▶ **Directive**: Collect every line of the material below that contains the string "handlebar". Treat uppercase and lowercase letters as distinct.

** begin **

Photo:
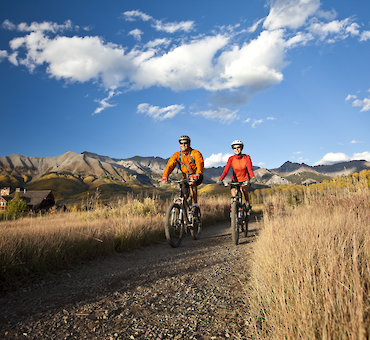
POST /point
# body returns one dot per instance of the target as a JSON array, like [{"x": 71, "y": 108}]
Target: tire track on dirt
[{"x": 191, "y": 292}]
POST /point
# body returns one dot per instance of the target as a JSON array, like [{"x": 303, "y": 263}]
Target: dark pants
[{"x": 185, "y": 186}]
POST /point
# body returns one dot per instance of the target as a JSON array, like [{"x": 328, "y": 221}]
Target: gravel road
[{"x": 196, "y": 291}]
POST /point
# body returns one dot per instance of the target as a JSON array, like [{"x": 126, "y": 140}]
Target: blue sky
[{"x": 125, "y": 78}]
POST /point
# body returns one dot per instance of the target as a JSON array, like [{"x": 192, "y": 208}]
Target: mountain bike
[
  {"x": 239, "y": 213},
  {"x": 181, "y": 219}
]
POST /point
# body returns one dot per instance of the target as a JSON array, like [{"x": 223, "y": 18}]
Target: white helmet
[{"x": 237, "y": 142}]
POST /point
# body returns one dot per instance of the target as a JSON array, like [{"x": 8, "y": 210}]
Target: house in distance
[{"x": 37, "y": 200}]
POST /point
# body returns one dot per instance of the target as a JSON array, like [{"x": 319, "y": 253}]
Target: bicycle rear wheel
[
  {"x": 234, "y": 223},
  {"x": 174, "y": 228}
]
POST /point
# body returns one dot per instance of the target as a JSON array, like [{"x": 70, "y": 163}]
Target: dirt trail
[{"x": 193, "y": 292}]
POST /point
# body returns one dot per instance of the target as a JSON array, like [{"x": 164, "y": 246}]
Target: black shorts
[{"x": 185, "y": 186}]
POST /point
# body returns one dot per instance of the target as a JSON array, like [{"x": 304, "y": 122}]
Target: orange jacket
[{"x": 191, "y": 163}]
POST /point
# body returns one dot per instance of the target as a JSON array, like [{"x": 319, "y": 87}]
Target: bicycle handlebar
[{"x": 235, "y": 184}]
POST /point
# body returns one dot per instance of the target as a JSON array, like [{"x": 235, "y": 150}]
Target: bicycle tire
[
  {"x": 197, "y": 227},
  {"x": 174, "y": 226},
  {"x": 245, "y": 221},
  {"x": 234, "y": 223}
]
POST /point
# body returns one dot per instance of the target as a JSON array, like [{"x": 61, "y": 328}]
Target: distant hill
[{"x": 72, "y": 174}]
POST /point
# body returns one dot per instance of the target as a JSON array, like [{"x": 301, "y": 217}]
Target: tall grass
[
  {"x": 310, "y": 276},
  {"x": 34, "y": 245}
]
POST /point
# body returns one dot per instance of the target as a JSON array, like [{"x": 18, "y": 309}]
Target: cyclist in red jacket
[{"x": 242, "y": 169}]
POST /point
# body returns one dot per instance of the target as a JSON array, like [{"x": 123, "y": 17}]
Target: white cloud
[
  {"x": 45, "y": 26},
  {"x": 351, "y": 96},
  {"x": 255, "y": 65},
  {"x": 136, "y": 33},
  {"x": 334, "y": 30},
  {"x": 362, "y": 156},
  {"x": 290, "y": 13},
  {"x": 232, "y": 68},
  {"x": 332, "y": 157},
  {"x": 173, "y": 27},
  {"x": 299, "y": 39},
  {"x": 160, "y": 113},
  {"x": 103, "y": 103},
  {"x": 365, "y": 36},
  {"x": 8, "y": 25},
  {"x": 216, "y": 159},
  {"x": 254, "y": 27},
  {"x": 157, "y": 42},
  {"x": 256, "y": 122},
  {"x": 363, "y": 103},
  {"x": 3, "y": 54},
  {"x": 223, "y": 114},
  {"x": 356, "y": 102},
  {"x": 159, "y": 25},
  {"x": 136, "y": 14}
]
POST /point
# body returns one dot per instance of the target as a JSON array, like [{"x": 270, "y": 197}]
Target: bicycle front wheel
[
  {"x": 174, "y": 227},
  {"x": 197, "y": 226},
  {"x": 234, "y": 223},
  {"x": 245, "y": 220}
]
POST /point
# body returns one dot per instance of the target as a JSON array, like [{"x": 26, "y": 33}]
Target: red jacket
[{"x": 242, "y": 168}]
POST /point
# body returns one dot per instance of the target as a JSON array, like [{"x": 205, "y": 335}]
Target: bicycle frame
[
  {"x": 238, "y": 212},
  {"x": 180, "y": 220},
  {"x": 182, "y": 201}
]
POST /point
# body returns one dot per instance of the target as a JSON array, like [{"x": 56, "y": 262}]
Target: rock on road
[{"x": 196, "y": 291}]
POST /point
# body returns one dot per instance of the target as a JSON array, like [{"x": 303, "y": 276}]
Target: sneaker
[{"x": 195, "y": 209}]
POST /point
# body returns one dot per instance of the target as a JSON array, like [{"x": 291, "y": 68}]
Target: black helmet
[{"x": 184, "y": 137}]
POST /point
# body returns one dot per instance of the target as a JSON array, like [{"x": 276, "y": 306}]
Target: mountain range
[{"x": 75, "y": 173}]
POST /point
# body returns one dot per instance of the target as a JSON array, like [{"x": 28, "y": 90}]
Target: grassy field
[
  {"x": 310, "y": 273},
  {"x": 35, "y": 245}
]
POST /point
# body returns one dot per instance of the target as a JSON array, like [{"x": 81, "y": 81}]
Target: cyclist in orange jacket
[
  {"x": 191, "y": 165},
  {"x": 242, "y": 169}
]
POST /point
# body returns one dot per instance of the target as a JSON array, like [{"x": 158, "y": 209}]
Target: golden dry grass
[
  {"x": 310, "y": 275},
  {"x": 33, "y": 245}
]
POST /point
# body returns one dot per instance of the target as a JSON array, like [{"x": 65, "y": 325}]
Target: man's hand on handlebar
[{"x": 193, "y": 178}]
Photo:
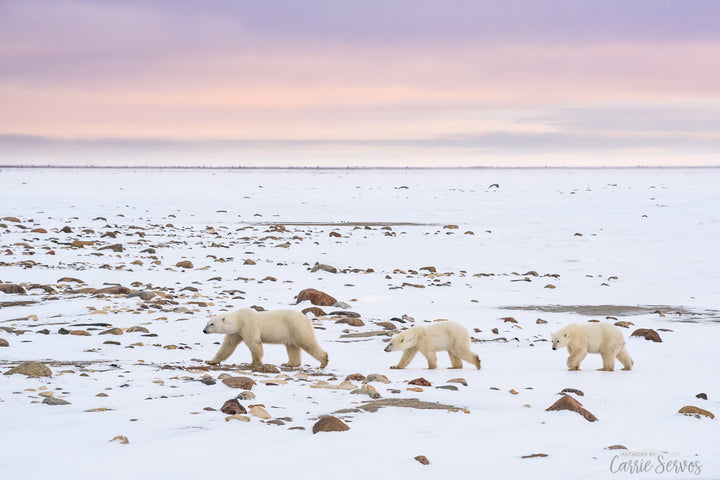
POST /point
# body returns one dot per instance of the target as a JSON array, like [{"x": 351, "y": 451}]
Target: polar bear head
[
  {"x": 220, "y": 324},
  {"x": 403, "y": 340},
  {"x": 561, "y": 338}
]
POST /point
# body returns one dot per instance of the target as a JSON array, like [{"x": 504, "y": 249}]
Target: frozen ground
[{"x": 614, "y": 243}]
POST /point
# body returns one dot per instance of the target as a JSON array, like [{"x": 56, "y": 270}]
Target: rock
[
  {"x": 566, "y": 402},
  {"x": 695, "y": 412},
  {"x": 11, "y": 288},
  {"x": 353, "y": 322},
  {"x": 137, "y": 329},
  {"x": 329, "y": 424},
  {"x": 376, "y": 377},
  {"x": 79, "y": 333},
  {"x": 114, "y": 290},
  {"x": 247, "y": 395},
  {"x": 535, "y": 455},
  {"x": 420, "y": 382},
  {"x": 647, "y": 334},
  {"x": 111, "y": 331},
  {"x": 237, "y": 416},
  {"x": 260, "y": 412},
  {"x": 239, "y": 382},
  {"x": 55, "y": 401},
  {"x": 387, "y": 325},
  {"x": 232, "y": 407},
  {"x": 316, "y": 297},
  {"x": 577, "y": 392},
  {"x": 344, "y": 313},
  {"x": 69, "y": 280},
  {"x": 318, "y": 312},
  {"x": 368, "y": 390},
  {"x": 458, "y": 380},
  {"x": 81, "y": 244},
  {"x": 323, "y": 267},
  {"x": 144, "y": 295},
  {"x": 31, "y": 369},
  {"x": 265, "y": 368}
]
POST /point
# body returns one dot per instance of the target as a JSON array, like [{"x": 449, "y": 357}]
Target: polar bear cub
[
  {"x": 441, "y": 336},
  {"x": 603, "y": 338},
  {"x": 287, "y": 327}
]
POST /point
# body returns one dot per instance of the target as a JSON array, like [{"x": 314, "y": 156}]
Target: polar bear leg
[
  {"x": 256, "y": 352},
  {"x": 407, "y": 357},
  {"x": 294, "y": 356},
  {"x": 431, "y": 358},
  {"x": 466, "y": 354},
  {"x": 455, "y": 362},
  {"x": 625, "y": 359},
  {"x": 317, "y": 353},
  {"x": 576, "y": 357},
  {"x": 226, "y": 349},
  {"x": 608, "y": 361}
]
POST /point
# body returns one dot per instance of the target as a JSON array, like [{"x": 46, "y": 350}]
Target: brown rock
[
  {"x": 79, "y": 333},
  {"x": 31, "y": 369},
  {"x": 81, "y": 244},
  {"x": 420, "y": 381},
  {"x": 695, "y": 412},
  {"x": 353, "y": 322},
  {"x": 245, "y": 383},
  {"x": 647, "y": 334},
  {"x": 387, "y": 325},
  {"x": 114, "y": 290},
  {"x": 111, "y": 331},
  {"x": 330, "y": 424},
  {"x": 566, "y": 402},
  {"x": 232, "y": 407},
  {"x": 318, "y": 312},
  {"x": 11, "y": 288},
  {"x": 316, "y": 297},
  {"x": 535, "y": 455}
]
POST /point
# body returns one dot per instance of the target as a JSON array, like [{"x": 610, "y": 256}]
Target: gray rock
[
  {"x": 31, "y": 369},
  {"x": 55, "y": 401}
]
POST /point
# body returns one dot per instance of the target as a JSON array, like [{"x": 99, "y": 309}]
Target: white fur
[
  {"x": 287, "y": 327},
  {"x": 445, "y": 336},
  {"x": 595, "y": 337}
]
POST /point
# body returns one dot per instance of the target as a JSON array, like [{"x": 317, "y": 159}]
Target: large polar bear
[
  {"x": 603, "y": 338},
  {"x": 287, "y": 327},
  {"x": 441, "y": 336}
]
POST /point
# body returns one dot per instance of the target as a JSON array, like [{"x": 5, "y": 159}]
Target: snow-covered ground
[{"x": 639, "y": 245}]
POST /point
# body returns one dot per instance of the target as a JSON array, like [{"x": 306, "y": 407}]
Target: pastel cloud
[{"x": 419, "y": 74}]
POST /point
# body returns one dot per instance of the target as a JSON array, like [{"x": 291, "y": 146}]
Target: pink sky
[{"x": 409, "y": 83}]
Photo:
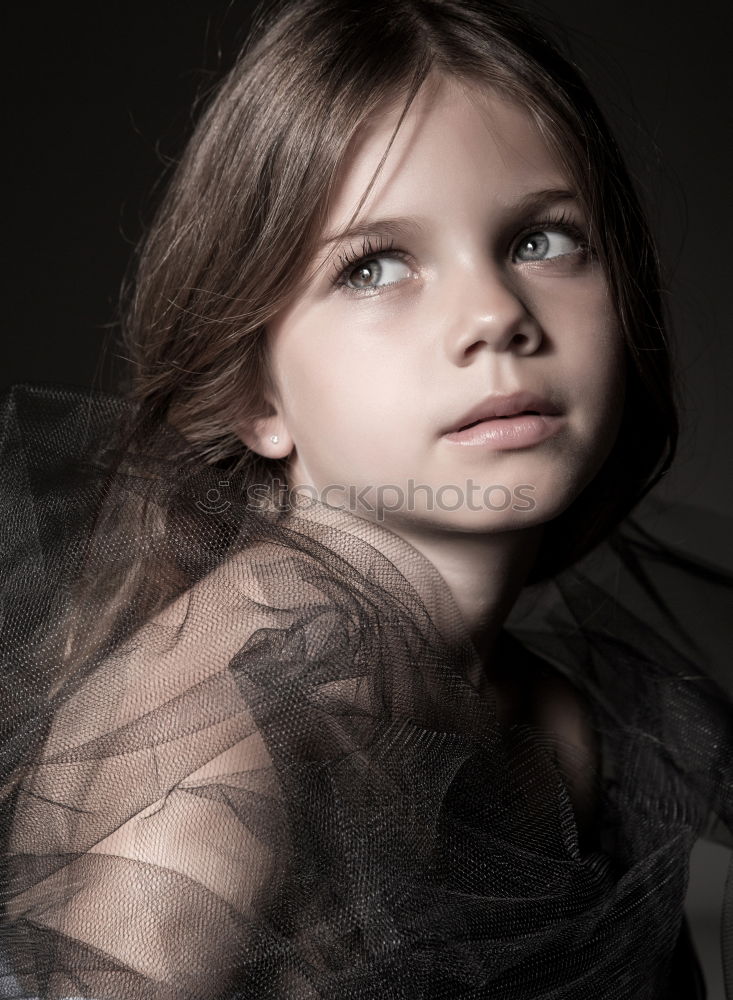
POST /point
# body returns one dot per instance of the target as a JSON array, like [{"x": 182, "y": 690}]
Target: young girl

** end **

▶ **Full output**:
Target: bicycle handlebar
Target: man's hand on handlebar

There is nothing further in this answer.